▶ [Supplied material]
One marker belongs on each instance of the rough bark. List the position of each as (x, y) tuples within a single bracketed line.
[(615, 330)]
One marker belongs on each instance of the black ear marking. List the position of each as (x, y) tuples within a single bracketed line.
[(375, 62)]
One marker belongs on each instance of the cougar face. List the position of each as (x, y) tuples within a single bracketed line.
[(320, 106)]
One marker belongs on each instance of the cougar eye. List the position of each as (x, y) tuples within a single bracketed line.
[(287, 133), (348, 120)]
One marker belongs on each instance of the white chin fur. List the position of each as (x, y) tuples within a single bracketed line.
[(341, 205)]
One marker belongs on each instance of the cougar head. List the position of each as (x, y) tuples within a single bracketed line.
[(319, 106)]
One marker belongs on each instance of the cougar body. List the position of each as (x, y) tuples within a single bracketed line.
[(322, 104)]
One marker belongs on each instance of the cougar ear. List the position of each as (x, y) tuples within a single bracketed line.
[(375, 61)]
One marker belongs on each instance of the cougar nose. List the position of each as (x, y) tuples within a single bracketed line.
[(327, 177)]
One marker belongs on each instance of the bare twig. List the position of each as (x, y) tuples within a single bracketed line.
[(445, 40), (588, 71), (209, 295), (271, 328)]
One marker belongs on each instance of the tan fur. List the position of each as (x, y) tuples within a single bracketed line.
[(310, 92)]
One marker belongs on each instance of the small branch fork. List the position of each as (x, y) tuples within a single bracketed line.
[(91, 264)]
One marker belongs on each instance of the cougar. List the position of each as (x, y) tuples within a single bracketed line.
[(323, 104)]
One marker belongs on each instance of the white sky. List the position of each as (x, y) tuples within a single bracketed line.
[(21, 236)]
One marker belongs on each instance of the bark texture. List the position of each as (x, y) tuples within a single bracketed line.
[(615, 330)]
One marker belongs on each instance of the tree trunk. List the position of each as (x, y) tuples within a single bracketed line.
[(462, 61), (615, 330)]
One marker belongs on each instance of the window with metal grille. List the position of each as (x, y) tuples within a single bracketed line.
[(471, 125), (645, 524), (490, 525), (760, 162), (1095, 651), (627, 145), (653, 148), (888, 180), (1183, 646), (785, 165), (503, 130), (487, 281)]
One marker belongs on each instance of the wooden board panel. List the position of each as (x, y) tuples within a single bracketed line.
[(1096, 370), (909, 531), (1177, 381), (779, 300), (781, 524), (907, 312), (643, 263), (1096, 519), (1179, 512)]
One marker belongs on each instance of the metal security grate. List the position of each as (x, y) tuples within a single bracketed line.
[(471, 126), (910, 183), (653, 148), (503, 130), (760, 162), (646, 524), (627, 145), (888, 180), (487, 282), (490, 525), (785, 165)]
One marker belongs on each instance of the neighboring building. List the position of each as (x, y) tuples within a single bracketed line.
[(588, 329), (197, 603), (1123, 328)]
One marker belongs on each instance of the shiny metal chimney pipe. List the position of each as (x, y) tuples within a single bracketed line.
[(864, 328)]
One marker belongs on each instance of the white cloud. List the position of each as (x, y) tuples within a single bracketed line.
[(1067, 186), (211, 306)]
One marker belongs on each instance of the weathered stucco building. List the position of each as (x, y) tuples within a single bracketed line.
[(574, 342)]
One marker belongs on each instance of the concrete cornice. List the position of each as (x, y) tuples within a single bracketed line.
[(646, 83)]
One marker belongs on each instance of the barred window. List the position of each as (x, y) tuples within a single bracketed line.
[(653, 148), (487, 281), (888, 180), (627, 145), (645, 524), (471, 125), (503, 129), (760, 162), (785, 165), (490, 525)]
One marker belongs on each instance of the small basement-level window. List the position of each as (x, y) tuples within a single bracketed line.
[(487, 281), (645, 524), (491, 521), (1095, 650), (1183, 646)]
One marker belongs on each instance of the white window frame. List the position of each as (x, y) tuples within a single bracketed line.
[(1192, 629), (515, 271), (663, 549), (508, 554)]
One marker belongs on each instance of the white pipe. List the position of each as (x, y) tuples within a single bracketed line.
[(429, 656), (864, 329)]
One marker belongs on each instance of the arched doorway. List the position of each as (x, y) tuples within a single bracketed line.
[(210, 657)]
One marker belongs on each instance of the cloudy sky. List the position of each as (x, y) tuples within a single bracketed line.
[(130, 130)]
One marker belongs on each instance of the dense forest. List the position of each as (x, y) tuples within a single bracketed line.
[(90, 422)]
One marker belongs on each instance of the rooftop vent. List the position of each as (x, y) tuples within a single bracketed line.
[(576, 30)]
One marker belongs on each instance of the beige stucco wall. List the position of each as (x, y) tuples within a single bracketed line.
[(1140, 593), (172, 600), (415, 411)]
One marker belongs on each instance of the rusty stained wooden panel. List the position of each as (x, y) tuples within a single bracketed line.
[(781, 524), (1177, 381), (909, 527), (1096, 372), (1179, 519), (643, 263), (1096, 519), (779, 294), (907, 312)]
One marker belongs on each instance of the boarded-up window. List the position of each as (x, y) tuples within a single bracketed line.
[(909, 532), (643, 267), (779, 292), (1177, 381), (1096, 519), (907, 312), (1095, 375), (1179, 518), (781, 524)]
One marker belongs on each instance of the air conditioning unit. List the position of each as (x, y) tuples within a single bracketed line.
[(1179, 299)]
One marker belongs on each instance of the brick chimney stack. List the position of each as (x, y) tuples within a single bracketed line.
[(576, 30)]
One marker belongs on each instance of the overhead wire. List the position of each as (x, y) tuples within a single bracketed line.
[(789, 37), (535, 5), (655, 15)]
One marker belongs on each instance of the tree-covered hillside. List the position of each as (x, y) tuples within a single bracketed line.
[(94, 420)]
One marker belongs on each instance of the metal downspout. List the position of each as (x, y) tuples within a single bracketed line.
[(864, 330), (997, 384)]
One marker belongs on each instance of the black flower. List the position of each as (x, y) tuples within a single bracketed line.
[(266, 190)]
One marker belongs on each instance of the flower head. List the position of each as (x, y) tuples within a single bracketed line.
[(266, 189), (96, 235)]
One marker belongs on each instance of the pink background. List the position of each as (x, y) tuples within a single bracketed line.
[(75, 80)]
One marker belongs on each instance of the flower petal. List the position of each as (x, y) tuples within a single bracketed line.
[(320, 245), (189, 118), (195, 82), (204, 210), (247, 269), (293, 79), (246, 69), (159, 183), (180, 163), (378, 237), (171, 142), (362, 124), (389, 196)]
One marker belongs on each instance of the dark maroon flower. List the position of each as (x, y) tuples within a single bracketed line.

▶ [Work to be completed]
Write the records out again so that each one matches the original exactly.

▶ [Problem solution]
One marker belongs on each instance of the rough bark. List the position of each as (x, y) tuples within a single bracketed line.
[(615, 330)]
One marker belongs on each instance of the black ear marking. List the position of each as (x, y) tuples within a single bracketed line.
[(375, 62)]
One marker belongs on each instance of the cougar face. List the position of each as (x, y) tuples within a single bracketed line.
[(320, 106)]
One marker belongs on each instance of the cougar eye. List the position of each as (x, y) tuples within a single bracketed line.
[(287, 133), (348, 120)]
One marker belongs on each instance of the white chin fur. List the position of each as (x, y) tuples within a single bracketed line.
[(341, 205)]
One marker belongs on each instance of the cougar head. List the position of each as (x, y) tuples within a single bracketed line.
[(319, 106)]
One marker belongs on each instance of the cougar body. List the position of each as (x, y) tuples within a single bracketed line.
[(322, 104)]
One marker belongs on each instance of the cougar ear. List the position of each as (x, y) tuples within a single bracketed line.
[(375, 61)]
One marker belongs on each instance of the cougar nose. List the position of each as (x, y) tuples within a single bracketed line.
[(327, 177)]
One marker belongs on each instance of the bare twig. List the position of each as (x, y) tuples within a single bracketed line.
[(445, 40), (588, 71), (209, 295), (271, 328)]
One marker belongs on each instance of the tan fur. List the position of each as (x, y) tuples within a single bracketed line.
[(310, 92)]
One marker belongs on each instance of the small branch fork. List the position of each as (x, y) tuples within a single bracketed line.
[(91, 264)]
One marker belongs on each instance of the cougar. List the position of each as (x, y) tuples within a single bracketed line.
[(323, 104)]
One marker belongs on each instance of the white sky. List the position of each as (x, y) tuples within a single bracketed line.
[(21, 236)]
One marker belongs on each instance of the bark texture. List the position of each as (x, y) tuples within a single bracketed line.
[(615, 330)]
One marker belongs on each instance of the tree trunk. List the position of each as (x, y) tuples within a single bracketed line.
[(462, 61), (615, 330)]
One marker belongs on each instance of the window with metal grille. List the position of each as (x, y) tuples within a single bracketed line.
[(471, 125), (645, 524), (490, 525), (760, 162), (1095, 651), (627, 145), (653, 148), (888, 180), (1183, 646), (785, 165), (503, 130), (487, 281)]
One marker belongs on each instance of the wooden board panel. List the position of each as (x, y) tuples within a single bracketed line.
[(1096, 370), (909, 531), (1177, 381), (779, 300), (781, 524), (907, 312), (643, 263), (1096, 519), (1179, 512)]
One marker belongs on each instance of the metal security grate. List the position of each as (x, y) tuples within a single bracketed line.
[(471, 126), (910, 183), (653, 148), (503, 130), (760, 162), (646, 524), (627, 145), (888, 180), (487, 282), (490, 525), (785, 165)]
One marker belongs on each instance of the neighboring building. List the position of each as (x, y) tuples within a single bracketed line.
[(588, 329), (197, 603), (1123, 328)]
One marker belongs on each instance of the shiny metal chimney pipe. List the position of each as (x, y) tuples within a single bracketed line.
[(864, 328)]
One marker belongs on each instance of the white cloud. List the position of each as (x, y) tuples within a single bracketed line.
[(1067, 186), (211, 306)]
One marker belongs on each instance of the weathered stucco building. List the position of each as (x, y) tuples within a single bracketed line.
[(574, 342)]
One marker belongs on each instance of the concrete cornice. List the position of each as (x, y) tuples within a single bracketed line.
[(646, 83)]
One marker belongs on each instance of the barred window. List the position of each as (x, y) tuples within a single bracketed line.
[(653, 148), (487, 281), (888, 180), (627, 145), (645, 524), (471, 125), (503, 129), (760, 162), (785, 165), (490, 525)]
One marker belongs on each instance of the small basement-level window. List the position of each as (x, y) tuples within a single bracketed line.
[(487, 281), (645, 524), (491, 521), (1095, 650), (1183, 646)]
One marker belongs on each instance of the white window frame. List the position of each as (x, y) tuples within a single bracketed line.
[(1192, 629), (515, 271), (663, 549), (508, 554)]
One marker belongs on each instance of the white pipe. List the position of each as (x, y) tuples within a single bracketed line.
[(429, 656), (864, 329)]
One marker belongs on each instance of the arched doorway. List the position of each as (x, y) tuples within a single bracketed line.
[(210, 657)]
One marker belongs on each instance of the cloudy sky. List the position of each as (x, y) tuples within a single bracketed line.
[(130, 130)]
One marker belongs on each instance of the dense forest. List the position of each as (x, y) tuples within a single bracketed line.
[(90, 422)]
One marker belongs on each instance of the rooftop vent. List the position of each as (x, y) tuples within a single bracketed line.
[(576, 30)]
One marker belongs on each instance of the beige stucco wall. List the position of each as (x, y) tuples within a single bracketed line.
[(1140, 593), (172, 600), (415, 411)]
One marker belongs on each instance of the rusty stained wooden panel. List the position of each as (x, y) tuples within a single bracketed line.
[(781, 524), (1177, 381), (909, 527), (1096, 372), (1179, 519), (643, 263), (1096, 519), (779, 294), (907, 312)]
One marker belongs on each instance of the boarded-up window. List the position of each as (x, y) tuples within a single bracketed line.
[(909, 532), (643, 267), (779, 292), (1177, 381), (1096, 519), (907, 312), (1095, 375), (1179, 518), (781, 524)]
One marker belongs on each instance of the air conditioning unit. List the position of each as (x, y) tuples within a single bracketed line.
[(1179, 299)]
One marker belongs on each instance of the brick chimney stack. List the position of each as (x, y) tuples within a single bracketed line.
[(576, 30)]
One marker belongs on each instance of the overhead wire. List the position of each as (x, y) tuples within a single bracketed line.
[(789, 37), (535, 5), (655, 15)]
One marker belongs on each instance of the tree-covered hillside. List the position of each as (x, y) tuples within a single bracketed line.
[(94, 420)]
One marker belongs on each instance of the metal downspout. List the position of each as (x, y) tuples within a single bracketed line.
[(864, 330), (997, 384)]
One marker belongs on each instance of the black flower. List the position of each as (x, y) tuples within a single bracketed line.
[(266, 190)]
One marker belongs on each instance of the flower head. List the position of each as (x, y) tuples within a single bracketed line.
[(266, 189), (96, 235)]
One marker belongs on each instance of the pink background. List the position of each as (x, y) tuples within a single bracketed line.
[(75, 80)]
One marker belongs on each instance of the flower petal. List the position of each as (x, y) tuples within a single bracketed line.
[(320, 245), (189, 118), (195, 82), (204, 210), (247, 269), (293, 79), (246, 69), (159, 183), (180, 163), (378, 237), (171, 142), (362, 124), (389, 196)]
One marker belongs on each instance of the dark maroon flower. List the position of each as (x, y) tuples within a single bracketed line.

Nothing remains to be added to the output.